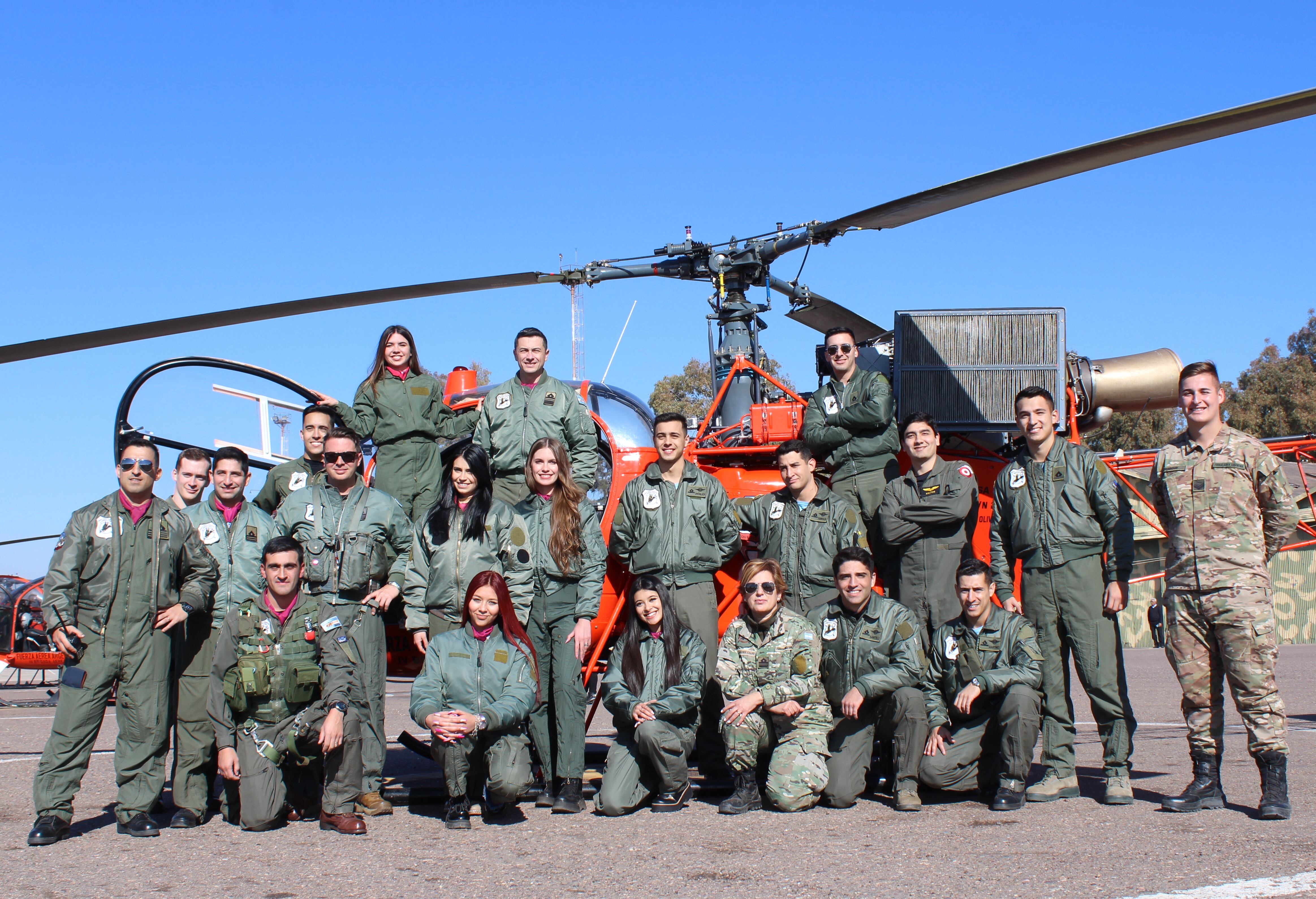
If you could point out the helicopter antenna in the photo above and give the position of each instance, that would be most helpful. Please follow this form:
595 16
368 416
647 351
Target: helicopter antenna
605 380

### WHAT YOU SHOULD DO:
I'd like the data above duplicated exactly, with no pictures included.

### EXPECTED OUTPUT:
If you could point out the helicopter antenna in the photo above and give the position of each instance, that would be most helpful. Please follow this form:
595 16
368 416
647 351
Target: helicopter antenna
605 380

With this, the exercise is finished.